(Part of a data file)

___

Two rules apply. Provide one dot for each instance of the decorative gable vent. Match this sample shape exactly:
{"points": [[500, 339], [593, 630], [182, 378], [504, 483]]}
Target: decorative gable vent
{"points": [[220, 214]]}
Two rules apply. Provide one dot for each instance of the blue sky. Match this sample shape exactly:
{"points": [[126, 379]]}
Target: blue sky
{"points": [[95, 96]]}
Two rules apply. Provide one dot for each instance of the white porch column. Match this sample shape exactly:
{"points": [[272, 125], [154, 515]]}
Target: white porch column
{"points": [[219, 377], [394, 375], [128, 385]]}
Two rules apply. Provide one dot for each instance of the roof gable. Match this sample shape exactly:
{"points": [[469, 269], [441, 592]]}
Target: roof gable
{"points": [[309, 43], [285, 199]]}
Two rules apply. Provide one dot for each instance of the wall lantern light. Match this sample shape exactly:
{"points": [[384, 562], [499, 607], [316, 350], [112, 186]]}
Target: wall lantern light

___

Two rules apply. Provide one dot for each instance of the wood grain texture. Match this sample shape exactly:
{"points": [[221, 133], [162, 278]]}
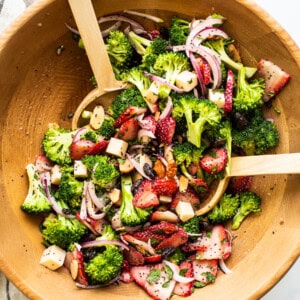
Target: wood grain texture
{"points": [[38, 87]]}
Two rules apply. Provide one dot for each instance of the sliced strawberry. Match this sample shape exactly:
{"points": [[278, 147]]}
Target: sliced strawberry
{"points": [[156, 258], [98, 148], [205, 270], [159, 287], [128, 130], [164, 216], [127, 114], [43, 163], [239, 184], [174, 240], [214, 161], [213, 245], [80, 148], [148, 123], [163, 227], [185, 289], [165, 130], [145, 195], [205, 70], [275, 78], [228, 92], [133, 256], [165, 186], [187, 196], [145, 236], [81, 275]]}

___

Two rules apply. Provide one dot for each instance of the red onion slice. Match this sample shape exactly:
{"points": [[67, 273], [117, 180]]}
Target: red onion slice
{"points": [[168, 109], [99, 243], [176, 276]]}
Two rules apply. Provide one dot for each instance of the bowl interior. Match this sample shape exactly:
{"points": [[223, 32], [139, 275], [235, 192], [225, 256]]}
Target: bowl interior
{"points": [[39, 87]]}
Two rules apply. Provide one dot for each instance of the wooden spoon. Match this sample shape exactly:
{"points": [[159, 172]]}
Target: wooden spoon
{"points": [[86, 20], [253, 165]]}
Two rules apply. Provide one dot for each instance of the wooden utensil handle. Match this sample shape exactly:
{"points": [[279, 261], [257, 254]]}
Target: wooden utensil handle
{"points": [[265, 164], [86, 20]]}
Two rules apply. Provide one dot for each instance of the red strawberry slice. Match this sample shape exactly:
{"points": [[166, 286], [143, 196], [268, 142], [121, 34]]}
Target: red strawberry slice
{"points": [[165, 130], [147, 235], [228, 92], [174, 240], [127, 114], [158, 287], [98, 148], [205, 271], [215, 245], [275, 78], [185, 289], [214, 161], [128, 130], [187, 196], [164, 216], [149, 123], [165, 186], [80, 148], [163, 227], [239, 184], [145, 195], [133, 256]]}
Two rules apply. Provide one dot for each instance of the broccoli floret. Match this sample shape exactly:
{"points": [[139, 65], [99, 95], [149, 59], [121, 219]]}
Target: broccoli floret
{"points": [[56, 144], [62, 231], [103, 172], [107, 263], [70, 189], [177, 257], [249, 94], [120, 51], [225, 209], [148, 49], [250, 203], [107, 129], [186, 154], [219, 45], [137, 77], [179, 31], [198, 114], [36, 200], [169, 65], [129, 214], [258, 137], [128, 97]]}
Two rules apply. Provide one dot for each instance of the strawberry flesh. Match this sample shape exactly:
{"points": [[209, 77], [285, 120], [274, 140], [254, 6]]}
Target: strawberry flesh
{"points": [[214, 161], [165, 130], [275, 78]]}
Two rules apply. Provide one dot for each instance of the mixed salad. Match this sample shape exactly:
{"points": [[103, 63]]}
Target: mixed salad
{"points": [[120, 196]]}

___

→ Given task:
Format the part of the records that opens with the line containing "of the roof" and closes with the line containing "Target: wall lantern light" as a Markdown table with the columns No. and Line. Put a row number in No., put the line in Line, and leave out any blank lines.

→ The reply:
| No. | Line |
|---|---|
| 1 | Two rules apply. Provide one dot for each instance of the roof gable. Match this sample shape exactly: |
| 2 | {"points": [[469, 269], [441, 592]]} |
| 3 | Target: roof gable |
| 4 | {"points": [[309, 43], [285, 199]]} |
| 5 | Two rules apply. Provide one dot for each instance of the wall lantern light. Match this sample shape exactly: |
| 6 | {"points": [[384, 562], [499, 607], [316, 350], [112, 186]]} |
| 7 | Target: wall lantern light |